Find every line in the records below that contains the string "backpack", and copy each of those lines in full.

#### RECORDS SUPPLIED
────────────────────

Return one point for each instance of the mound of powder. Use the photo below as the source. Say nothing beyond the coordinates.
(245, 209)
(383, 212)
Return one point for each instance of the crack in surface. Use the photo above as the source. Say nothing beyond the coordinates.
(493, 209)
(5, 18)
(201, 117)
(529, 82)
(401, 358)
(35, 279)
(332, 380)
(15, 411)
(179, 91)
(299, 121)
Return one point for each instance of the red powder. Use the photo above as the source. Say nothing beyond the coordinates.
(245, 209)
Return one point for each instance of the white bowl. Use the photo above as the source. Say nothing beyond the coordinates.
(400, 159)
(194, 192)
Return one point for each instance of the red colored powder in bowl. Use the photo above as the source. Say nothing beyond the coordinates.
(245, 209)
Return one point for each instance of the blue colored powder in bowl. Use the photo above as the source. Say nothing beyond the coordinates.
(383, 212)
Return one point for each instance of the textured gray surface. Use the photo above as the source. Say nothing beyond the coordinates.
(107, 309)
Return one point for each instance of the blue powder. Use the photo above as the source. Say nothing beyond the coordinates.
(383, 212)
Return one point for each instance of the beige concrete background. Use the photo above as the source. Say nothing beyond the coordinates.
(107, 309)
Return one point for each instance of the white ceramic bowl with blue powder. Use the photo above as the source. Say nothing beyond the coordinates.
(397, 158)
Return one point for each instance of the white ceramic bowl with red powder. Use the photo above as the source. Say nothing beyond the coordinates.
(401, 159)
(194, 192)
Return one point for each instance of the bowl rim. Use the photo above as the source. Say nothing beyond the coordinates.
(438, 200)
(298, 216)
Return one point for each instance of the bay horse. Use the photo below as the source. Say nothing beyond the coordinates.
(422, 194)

────────────────────

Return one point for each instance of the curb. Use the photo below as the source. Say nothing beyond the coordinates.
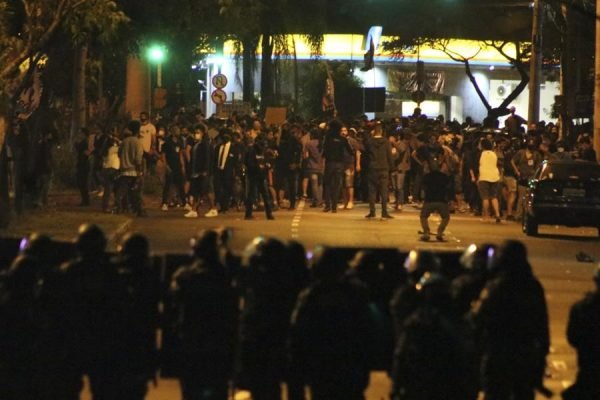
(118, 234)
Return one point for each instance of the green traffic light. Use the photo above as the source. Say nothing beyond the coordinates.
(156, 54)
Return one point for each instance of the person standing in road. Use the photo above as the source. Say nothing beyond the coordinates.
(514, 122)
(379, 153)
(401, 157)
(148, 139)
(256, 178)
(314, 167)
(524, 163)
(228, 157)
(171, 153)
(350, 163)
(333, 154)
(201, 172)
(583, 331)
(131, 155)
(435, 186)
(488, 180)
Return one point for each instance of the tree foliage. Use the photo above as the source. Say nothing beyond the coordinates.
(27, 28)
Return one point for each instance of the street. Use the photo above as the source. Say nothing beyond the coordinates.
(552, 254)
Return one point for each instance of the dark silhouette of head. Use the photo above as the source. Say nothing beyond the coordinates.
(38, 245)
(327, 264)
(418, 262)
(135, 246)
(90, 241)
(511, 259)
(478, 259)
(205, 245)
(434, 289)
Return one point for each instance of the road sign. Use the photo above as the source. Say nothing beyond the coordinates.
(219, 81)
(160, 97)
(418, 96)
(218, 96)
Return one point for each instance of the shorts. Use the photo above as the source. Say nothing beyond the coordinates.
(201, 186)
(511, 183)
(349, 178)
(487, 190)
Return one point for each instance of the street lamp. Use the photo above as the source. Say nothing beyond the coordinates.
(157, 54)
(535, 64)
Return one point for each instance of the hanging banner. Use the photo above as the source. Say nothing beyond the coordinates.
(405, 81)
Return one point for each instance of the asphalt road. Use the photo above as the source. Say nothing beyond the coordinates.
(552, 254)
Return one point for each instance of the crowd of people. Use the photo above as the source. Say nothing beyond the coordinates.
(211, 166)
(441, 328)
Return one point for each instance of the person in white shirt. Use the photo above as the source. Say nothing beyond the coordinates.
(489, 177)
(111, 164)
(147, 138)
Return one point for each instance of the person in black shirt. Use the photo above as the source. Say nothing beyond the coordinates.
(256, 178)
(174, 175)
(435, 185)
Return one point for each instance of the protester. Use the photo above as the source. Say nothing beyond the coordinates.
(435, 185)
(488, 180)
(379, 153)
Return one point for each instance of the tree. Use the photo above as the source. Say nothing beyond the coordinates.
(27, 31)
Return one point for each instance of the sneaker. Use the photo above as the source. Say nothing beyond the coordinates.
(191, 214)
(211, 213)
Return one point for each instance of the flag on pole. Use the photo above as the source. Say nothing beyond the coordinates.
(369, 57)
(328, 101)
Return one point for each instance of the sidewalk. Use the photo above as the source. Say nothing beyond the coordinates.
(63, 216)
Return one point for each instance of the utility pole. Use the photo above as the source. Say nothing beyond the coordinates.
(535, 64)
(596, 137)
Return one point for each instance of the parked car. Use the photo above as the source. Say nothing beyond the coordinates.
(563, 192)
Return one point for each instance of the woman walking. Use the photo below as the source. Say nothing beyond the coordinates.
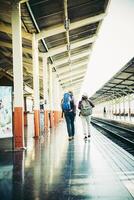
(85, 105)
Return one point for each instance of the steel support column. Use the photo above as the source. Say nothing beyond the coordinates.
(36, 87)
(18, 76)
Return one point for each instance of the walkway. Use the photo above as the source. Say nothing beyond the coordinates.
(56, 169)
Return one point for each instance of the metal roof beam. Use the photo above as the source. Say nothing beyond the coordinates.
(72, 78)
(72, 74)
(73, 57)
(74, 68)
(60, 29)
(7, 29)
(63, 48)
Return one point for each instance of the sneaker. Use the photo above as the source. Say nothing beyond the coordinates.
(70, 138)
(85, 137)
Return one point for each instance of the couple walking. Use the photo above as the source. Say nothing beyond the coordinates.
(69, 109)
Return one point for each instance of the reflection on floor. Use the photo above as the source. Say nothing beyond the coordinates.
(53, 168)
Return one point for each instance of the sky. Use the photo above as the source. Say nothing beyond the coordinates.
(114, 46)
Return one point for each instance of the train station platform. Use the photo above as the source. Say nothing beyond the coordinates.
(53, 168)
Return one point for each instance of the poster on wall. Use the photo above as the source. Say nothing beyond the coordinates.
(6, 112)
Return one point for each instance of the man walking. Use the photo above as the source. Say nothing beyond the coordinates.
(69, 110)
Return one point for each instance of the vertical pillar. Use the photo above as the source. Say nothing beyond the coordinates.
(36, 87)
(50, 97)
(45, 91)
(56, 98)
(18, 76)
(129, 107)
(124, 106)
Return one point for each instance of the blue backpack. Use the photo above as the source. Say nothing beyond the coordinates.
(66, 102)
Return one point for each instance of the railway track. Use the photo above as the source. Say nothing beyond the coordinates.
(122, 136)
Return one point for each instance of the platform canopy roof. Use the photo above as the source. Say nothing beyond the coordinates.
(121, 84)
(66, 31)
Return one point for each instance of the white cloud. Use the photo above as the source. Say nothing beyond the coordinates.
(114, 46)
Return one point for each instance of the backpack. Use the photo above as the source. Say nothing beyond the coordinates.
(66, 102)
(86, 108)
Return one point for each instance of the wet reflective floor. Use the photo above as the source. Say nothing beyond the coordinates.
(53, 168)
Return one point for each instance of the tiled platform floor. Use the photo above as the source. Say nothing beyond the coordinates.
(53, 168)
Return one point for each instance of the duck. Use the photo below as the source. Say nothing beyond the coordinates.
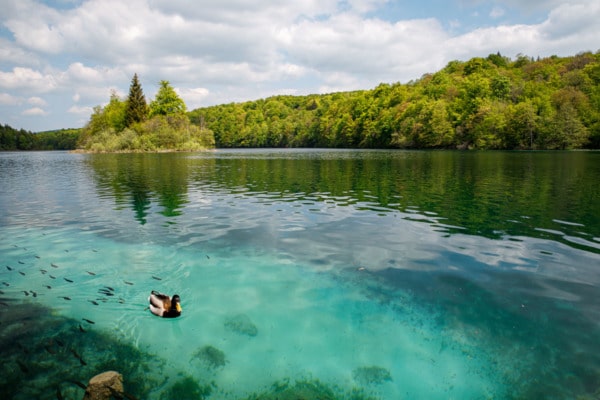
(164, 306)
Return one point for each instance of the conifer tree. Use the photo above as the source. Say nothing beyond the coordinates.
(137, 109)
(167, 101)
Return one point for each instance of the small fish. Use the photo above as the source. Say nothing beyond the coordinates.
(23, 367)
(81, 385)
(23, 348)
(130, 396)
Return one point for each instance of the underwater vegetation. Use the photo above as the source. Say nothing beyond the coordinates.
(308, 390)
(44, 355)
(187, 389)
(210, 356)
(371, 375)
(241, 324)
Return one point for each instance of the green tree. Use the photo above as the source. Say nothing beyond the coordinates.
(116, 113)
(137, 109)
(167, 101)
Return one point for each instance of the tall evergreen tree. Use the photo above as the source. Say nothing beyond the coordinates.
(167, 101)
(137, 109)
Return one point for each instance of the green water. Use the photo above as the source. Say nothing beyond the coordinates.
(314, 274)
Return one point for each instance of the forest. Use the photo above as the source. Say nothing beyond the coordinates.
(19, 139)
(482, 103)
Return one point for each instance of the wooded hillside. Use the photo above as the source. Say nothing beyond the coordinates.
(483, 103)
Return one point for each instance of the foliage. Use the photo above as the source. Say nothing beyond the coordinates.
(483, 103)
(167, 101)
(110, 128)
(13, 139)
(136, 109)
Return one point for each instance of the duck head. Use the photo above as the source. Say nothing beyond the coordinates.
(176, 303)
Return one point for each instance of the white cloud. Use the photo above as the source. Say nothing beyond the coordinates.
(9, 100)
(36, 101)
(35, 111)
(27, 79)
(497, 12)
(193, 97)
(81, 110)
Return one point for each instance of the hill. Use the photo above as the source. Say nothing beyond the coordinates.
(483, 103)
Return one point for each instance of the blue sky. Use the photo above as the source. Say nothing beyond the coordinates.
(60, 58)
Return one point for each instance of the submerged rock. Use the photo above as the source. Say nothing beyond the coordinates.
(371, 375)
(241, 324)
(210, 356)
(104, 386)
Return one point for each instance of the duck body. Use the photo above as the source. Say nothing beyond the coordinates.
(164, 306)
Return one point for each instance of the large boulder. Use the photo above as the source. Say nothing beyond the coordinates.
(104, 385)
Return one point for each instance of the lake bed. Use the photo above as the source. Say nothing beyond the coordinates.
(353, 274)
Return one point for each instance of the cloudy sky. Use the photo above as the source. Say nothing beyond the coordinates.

────────────────────

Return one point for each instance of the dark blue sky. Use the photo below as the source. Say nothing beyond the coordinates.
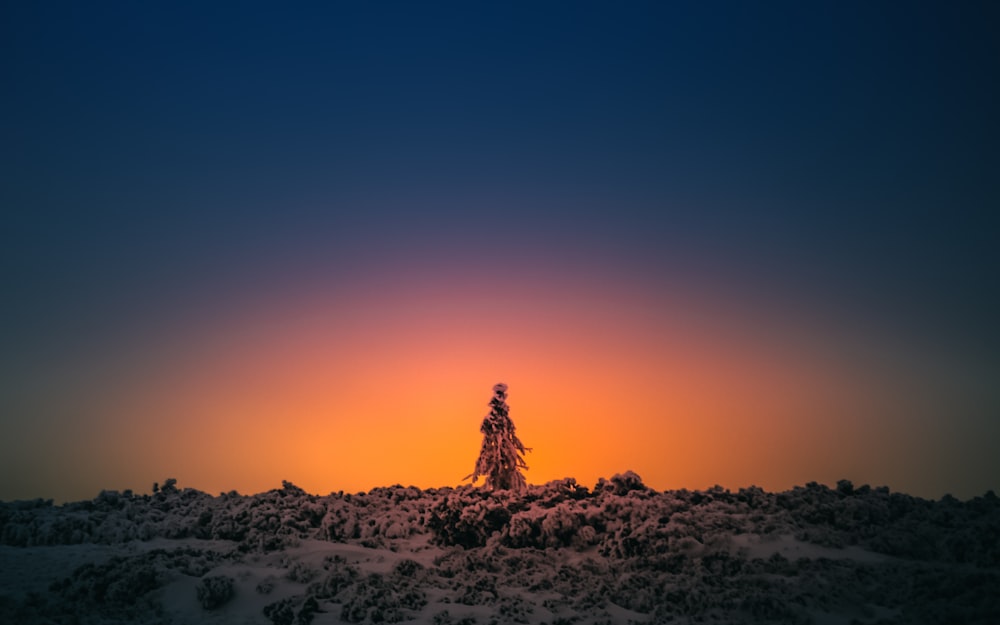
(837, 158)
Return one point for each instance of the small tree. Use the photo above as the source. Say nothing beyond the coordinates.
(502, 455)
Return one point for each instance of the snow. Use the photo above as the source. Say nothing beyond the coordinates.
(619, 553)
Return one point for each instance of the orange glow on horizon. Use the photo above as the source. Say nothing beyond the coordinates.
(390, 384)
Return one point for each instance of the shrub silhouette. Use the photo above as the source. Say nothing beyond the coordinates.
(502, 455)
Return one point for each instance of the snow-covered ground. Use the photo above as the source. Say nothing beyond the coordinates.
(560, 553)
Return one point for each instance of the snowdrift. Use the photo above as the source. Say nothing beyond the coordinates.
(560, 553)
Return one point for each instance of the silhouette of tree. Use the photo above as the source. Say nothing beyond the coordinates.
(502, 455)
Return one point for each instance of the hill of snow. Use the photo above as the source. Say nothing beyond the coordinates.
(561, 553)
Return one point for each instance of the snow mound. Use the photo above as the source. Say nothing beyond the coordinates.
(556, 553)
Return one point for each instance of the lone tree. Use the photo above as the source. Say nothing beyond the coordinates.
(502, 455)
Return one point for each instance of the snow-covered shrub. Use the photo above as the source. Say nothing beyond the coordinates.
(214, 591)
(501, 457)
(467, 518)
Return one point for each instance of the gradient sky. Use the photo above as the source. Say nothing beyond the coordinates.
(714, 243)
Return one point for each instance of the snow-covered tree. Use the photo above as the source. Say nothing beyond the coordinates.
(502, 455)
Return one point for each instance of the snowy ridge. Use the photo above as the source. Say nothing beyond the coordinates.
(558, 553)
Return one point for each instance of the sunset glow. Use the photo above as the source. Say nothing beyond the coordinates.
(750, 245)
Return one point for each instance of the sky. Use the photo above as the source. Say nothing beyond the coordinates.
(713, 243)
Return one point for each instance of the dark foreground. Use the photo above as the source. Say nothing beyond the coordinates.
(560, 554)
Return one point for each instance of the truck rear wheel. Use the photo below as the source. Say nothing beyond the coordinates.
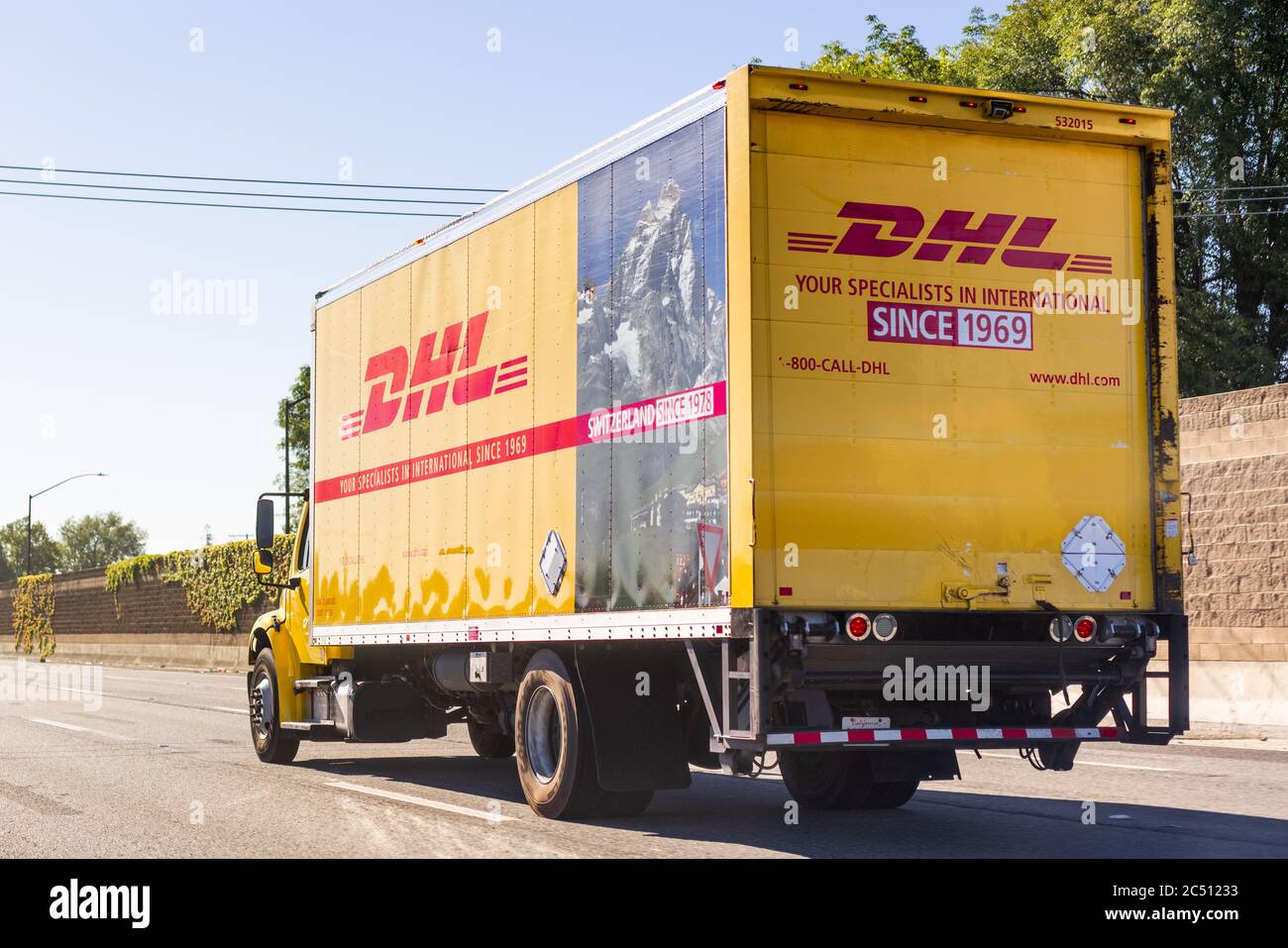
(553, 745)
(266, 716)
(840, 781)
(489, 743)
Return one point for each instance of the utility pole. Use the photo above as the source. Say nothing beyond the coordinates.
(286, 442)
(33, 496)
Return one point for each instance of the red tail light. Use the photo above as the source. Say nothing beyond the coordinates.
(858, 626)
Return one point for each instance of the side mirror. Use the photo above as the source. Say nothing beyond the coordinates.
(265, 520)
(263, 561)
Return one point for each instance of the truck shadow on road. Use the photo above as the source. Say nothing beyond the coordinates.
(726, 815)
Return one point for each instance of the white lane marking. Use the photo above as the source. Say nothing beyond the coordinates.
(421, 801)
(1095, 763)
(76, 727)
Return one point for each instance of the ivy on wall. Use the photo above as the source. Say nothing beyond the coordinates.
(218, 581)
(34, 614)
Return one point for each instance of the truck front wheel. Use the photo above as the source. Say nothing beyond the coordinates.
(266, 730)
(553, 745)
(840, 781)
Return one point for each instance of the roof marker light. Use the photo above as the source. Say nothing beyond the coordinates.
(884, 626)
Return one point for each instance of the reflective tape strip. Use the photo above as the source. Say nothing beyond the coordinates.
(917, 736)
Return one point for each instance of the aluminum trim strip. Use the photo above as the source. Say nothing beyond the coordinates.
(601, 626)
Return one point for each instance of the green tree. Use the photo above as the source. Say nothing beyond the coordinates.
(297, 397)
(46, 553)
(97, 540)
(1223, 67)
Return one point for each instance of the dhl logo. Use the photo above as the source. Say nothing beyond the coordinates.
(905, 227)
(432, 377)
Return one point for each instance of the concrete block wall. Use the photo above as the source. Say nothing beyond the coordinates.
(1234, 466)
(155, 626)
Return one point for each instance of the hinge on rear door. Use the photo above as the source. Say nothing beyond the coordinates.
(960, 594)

────────────────────

#### SOLUTION
Return one point for each instance of the blue backpack. Use the photo above as the source. Say nothing beyond the coordinates.
Return one point for each instance of the backpack. Use the photo above as the source. Say nothing beyond the coordinates.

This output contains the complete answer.